» **Request**
Print the line containing "Can you find the snow-covered mountain" and each line after it through the end, please, with nothing added.
_ _ _ _
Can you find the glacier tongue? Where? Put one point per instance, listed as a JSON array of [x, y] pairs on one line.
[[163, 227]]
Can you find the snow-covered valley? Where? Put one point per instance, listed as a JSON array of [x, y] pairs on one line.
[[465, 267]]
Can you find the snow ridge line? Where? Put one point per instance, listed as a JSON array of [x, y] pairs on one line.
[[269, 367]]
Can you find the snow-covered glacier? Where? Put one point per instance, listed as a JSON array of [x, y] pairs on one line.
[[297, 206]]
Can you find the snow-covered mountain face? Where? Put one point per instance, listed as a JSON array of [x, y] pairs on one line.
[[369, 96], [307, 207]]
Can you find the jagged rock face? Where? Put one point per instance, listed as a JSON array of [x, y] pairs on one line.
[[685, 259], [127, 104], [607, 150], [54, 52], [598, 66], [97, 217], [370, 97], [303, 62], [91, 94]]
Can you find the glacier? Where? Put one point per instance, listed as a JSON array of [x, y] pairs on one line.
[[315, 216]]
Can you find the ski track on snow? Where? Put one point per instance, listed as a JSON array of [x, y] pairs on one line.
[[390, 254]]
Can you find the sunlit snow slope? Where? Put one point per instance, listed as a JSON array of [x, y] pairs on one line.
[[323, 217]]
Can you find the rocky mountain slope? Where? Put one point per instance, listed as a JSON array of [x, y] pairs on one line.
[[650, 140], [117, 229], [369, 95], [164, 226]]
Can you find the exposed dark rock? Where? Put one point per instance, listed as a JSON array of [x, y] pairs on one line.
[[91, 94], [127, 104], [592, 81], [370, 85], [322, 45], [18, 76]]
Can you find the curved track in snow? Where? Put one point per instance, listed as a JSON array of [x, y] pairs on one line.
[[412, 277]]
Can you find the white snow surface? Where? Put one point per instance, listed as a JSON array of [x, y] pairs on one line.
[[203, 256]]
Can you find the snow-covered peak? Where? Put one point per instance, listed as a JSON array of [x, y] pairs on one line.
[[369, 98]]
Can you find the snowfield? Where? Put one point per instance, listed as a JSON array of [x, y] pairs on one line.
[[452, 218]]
_ _ _ _
» **Written answer**
Can you find the snow-covered mountain face? Where? Put one point per instance, listed as a JSON array of [x, y] pairs on one line.
[[369, 96], [307, 207]]
Can you find the jagged rock face? Where? Put one point per instance, listed as a JSON array of [x, y] pairs on one line.
[[685, 259], [127, 104], [607, 150], [54, 52], [598, 66], [97, 217], [370, 97], [303, 62], [91, 94]]
Can you find the glacier? Where? Put one point per instance, listed as a JSON array of [x, y] pairs on one line.
[[315, 216]]
Can you find the ski track on snow? Where? Put one point per instance, listed as a JSON array of [x, y] pairs on one line.
[[390, 254]]
Can you find the sunlit snow slope? Where? Put one point per instance, listed as a JSON array of [x, y] pairs on one line.
[[323, 217]]
Can you find the rocky mountain slope? Where? Put one point per instance, listed as a JSON array of [x, y] pairs on one line.
[[650, 140], [117, 229], [369, 95], [164, 226]]
Can you find the exposed dark rock? Where? Put one point per instance, listed as a JSON array of [x, y] pairs on one line.
[[91, 94], [127, 104], [592, 81], [370, 85], [322, 45], [18, 76]]
Can you find the curved track in snow? Where? Put one point per instance, listed as a JSON array of [x, y] pairs on one line.
[[412, 277]]
Can you find the white snow surface? Where? Put one point per instance, listed as a JSON array of [x, y] pairs on one line.
[[203, 256]]
Can you find the snow-covered peak? Where? Put one point per instance, listed as a JSON array of [x, y] pairs on one line.
[[369, 98]]
Can you find the snowfield? Where? Put one point per instance, listed as a JSON array of [x, y] pairs on one line.
[[452, 218]]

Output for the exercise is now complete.